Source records

::::::::::

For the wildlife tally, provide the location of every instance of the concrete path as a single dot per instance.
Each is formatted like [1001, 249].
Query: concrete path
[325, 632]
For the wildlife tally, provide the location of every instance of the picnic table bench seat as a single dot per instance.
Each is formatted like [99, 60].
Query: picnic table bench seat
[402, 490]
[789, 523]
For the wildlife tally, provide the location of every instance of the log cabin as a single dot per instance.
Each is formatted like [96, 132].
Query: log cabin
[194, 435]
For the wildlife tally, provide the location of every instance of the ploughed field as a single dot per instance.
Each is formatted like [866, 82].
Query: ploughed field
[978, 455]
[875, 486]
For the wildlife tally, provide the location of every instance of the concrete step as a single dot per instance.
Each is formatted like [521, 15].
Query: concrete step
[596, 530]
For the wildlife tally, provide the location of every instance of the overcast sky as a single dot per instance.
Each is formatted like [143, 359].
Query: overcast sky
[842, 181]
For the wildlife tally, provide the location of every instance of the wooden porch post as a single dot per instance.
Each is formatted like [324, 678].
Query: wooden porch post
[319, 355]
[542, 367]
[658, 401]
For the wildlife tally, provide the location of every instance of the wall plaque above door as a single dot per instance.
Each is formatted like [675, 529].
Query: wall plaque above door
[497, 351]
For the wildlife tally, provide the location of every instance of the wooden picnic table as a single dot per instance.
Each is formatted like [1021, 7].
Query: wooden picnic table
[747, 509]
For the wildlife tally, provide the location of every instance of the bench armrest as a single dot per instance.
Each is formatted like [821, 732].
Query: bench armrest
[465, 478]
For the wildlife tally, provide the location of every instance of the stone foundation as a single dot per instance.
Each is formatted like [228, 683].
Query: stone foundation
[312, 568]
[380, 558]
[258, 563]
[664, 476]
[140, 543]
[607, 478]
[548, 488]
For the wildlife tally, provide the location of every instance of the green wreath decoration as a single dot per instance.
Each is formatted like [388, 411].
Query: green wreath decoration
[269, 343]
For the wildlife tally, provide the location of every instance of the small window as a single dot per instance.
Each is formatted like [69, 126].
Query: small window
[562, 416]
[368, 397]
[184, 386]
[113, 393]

::::::::::

Only the lines above from the one with "sky as a single dot per instance." through the one with "Each is formatted like [324, 678]." should be duplicated, character for character.

> YOUR SOLUTION
For the wildlife tally, provide the location of every instance of the overcast sky as a single dot per instance.
Each is formatted like [143, 359].
Query: overcast sky
[842, 181]
For the wildlife tally, provide the location of every instance of the wooden porch post as a single dot per instance.
Each is formatted like [324, 678].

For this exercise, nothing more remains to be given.